◆ YOUR OBJECTIVE ◆
Go over the lines below, and when one contains the word "tank", copy it.
RECORDS FOR PROCESSING below:
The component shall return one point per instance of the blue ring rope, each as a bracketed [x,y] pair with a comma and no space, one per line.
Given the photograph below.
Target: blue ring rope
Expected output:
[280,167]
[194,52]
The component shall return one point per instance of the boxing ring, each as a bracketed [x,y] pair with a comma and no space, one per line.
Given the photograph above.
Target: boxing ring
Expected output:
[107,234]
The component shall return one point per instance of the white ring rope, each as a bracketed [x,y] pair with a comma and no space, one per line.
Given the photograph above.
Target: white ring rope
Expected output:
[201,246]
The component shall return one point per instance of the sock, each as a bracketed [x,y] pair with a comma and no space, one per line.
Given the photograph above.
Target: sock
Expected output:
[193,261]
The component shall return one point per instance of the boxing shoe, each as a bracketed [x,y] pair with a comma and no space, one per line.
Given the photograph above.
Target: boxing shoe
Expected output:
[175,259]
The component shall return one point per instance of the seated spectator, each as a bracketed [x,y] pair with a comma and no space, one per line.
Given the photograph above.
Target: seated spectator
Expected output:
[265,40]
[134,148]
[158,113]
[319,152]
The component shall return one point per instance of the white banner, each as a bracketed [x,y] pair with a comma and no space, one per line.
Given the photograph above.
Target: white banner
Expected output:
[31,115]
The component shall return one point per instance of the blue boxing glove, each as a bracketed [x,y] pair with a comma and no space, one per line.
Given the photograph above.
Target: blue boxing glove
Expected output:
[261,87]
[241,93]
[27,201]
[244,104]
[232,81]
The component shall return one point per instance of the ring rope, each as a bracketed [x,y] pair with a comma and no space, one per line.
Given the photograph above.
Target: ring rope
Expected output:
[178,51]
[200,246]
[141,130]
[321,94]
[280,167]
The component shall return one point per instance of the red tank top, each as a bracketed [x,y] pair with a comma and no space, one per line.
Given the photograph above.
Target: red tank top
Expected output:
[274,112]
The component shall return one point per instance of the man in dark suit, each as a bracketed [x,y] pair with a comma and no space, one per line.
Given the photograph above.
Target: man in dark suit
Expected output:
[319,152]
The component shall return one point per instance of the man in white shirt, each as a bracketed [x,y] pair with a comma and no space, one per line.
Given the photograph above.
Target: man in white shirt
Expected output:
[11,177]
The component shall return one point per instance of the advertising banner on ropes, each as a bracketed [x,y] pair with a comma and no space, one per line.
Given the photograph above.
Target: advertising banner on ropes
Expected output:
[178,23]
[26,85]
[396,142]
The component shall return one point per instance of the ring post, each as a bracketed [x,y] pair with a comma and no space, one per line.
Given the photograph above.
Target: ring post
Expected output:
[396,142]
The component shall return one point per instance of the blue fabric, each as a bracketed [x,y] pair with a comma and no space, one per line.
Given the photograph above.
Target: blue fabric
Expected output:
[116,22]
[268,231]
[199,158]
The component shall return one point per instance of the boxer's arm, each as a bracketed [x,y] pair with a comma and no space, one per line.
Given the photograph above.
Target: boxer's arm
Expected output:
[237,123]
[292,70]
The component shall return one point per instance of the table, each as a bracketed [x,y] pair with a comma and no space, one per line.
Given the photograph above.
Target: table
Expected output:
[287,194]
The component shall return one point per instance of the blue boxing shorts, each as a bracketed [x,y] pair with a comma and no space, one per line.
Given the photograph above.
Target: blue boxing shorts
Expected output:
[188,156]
End of RECORDS FOR PROCESSING.
◆ RESPONSE FOR THIS EXERCISE ◆
The component shall return one point per instance of the red tank top, each as a bracketed [x,y] pair with a comma and no space, one per line.
Target: red tank top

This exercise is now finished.